TEXT SECTION —
══════

Ralph Cutié, Director and CEO of Miami International Airport, shares an overview of recent milestones and future initiatives including the $7 billion Capital Improvement Program

by Enrique Perrella

March 6, 2024

Photo: Ralph Cutié. Courtesy of Miami International Airport

Miami International Airport (MIA) is a flourishing aviation hub in the heart of South Florida. The airport boasts a diverse portfolio of 96 airlines, plans to add three more soon, and is negotiating with five additional carriers for the upcoming year. This diversity of airlines makes MIA the most unique and varied airport in the country.

Ralph Cutié, MIA’s CEO and airport director, sat with Business Traveler to provide a comprehensive overview of the airport’s recent milestones, ambitious expansion plans, rejuvenation of aging terminals, and groundbreaking of projects that will dramatically shape its future.

Setting New Records

From setting record-breaking passenger numbers to embracing cutting-edge infrastructure developments, MIA has established itself as a global aviation powerhouse. Ranked the eighth busiest airport in the United States, MIA has witnessed unprecedented growth in passenger numbers, welcoming 52.3 million passengers in 2023—a 3.2 percent increase from the previous record-breaking year of 2022 with 50.7 million travelers.

According to the airport’s official data, during Thanksgiving and Christmas, MIA logged close to 1,300 daily flights, making it the eighth airport in the world in terms of total movements.

Photo: Courtesy of Miami International Airport

“On a typical day, we have an average of 1,100 flights; during peak periods like Thanksgiving and Christmas, we have around 1,300 flights. This means that we have the eighth highest number of aircraft movements in the world, making us one of the busiest airports globally.”

“We’re the number two airport in the United States for international passengers and the eighth for total overall passengers,” says Cutié. He emphasizes that the airport is also a crucial player in freight, holding the position of the number one airport in the country for international freight and the third airport for total freight and cargo.

In 2023, MIA’s cargo operations achieved a record-breaking 2.78 million tons, driven by 2.2 million tons of international cargo and 548,976 tons of domestic shipments.

American Airlines Boost

American Airlines, the airport’s quintessential hub carrier, significantly influences the economic growth of MIA and the surrounding region, contributing to job creation and supporting local businesses.

In 2023, American accounted for approximately 60 percent of the airport’s business, serving nearly 32 million passengers out of 52.3 million, pivotal in MIA’s success story.

Photo: Courtesy of Miami International Airport

“With over 390 daily flights in its bold winter schedule, American Airlines contributes significantly to MIA’s status as the eighth busiest airport for total operations,” explained Cutié.

══════

LISTING —
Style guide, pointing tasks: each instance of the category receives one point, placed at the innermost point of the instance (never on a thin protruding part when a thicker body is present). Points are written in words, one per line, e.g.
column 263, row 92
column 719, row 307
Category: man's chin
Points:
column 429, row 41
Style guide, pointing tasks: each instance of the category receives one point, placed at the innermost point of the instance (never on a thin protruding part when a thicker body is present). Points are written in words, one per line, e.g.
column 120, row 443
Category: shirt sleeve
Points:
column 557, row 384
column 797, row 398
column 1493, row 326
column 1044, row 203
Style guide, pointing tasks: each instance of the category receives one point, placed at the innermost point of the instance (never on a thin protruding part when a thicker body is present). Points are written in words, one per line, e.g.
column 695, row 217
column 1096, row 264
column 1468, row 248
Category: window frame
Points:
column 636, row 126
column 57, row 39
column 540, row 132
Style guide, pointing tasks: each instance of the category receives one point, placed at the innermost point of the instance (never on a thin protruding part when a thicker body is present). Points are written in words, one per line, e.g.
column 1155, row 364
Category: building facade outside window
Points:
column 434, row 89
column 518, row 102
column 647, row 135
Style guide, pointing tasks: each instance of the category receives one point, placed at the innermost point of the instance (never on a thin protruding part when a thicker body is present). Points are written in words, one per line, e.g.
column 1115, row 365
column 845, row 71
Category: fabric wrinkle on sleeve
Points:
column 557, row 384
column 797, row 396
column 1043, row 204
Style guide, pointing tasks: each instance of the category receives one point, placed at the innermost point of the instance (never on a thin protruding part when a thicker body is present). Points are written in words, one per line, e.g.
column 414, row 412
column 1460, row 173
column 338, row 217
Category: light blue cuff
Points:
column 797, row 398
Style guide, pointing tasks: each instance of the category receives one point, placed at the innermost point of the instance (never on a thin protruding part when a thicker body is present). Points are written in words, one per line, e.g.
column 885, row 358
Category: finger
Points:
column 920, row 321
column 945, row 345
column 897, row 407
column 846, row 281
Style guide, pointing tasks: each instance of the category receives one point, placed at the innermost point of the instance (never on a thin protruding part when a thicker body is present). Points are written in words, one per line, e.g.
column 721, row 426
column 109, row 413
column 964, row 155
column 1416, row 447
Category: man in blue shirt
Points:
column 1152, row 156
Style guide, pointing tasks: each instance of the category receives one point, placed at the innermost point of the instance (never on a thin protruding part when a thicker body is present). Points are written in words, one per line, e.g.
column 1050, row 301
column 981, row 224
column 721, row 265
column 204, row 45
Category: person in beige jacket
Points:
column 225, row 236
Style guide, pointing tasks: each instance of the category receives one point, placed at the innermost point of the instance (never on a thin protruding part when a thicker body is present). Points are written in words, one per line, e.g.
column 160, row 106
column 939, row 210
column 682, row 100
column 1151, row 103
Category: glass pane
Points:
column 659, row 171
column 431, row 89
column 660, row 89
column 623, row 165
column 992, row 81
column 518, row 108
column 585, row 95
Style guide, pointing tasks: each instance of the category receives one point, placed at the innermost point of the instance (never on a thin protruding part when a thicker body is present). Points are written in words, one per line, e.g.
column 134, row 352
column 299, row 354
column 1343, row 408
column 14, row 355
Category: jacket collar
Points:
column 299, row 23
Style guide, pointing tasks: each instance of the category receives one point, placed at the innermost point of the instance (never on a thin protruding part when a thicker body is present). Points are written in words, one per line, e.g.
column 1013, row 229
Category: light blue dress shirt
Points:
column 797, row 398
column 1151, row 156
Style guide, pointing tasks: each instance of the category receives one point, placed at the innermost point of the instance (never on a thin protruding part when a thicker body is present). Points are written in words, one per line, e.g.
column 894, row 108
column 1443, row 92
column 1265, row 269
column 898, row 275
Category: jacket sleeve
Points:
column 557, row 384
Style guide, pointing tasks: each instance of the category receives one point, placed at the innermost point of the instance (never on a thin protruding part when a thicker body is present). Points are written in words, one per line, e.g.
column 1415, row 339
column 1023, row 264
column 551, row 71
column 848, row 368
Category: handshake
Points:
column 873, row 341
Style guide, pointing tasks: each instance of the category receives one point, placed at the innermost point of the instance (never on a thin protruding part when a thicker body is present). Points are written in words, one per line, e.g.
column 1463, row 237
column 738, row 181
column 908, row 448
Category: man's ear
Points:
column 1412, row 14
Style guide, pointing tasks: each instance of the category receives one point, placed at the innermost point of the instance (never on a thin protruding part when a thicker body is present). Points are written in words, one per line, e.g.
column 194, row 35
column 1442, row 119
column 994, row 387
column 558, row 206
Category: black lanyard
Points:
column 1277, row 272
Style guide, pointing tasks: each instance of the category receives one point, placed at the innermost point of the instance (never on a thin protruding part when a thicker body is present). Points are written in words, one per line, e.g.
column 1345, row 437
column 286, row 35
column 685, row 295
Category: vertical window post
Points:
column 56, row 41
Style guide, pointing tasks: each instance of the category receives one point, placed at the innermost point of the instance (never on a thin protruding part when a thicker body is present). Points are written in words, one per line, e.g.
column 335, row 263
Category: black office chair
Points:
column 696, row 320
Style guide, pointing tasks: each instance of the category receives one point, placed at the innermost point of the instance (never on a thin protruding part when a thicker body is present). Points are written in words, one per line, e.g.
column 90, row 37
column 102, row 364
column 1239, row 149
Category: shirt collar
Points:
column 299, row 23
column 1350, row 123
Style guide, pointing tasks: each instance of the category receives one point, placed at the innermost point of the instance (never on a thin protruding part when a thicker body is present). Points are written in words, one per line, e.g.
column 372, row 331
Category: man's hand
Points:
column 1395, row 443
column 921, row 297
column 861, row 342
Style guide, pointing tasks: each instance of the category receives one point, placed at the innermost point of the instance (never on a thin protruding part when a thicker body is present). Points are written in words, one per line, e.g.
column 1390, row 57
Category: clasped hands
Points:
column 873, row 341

══════

INSTRUCTIONS —
- a) Present the part of the rows that runs from their first line through the line containing "column 429, row 41" as a Markdown table with the columns Index and Line. Number each line in order and leave out blank lines.
- b) Carry the Miami International Airport article forward from its last sentence.

RESULTS FOR THE EXERCISE —
- a)
| Index | Line |
|---|---|
| 1 | Style guide, pointing tasks: each instance of the category receives one point, placed at the innermost point of the instance (never on a thin protruding part when a thicker body is present). Points are written in words, one per line, e.g. |
| 2 | column 263, row 92 |
| 3 | column 719, row 307 |
| 4 | Category: man's chin |
| 5 | Points: |
| 6 | column 429, row 41 |

- b)
American remains a valuable partner for MIA’s future growth initiatives. The airport and the airline have ongoing discussions and collaborations, indicating a shared vision for sustained success and ensuring that MIA remains a dynamic and thriving aviation hub. “As American Airlines grows, we grow with them,” says Cutié.

In March, American placed a massive order for 260 new planes from Airbus, Boeing, and Embraer. The airline’s largest order since 2011 includes 85 Airbus A321neo, 85 Boeing 737 MAX 10, and 90 smaller Embraer E175 aircraft. Many of these planes will likely find a home at MIA.

Low-Cost Carriers Growing

To further diversify its airline portfolio, MIA has welcomed low-cost carriers to its already impressive airline roster. Since 2020, the airport has welcomed Southwest Airlines, JetBlue, and Spirit. In December, Porter Airlines launched nonstop flights from Toronto.

Photo: Porter Airlines inaugural to Miami. Courtesy of Miami International Airport

“Currently, low-cost carriers account for about 12 percent of our market share at the airport,” Cutié explains, enhancing MIA’s connectivity and catering to a broader range of travelers seeking cost-effective and direct flight options.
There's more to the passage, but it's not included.